### WHAT THE TASK REQUIRES
Could you copy all of the records below exactly as they appear?

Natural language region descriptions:
-------

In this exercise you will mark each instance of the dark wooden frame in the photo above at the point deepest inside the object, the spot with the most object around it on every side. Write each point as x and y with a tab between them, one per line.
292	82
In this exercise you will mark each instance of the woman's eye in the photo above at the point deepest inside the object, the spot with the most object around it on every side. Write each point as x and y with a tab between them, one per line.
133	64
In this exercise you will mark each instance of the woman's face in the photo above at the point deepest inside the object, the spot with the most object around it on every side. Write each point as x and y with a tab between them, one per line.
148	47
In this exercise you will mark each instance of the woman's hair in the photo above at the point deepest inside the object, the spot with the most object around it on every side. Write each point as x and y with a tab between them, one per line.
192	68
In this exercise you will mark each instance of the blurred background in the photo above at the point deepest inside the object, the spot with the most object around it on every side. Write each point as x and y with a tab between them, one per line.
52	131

-------

### RESULT OF THIS TASK
In this exercise you will mark each instance of the dark wooden frame in the photo above at the point deepest inside the object, the spot with the most object around it on every side. Write each point as x and y with a tab between them, one per line.
292	82
In this exercise you will mark each instance of the woman's eye in the photo above at the point deepest inside the object, the spot with the most object around it on every side. Write each point as x and y with a tab between them, one per line.
133	64
In this exercise you will mark each instance of the woman's face in the photo above at the point deepest inside the object, the spot with the most object around it on every side. Write each point as x and y with a tab between them, one per line.
148	47
In this exercise you will mark each instance of the woman's hair in the photo above at the point deepest inside the object, the spot with the most object around it on every side. Write each point as x and y with a tab between them, one per line.
192	68
In this exercise you will mark each instance of the blurred background in the photo above at the point deepest inside the object, the spot with the most object around it on every side. Write each point as x and y with a tab between them, one per line.
52	131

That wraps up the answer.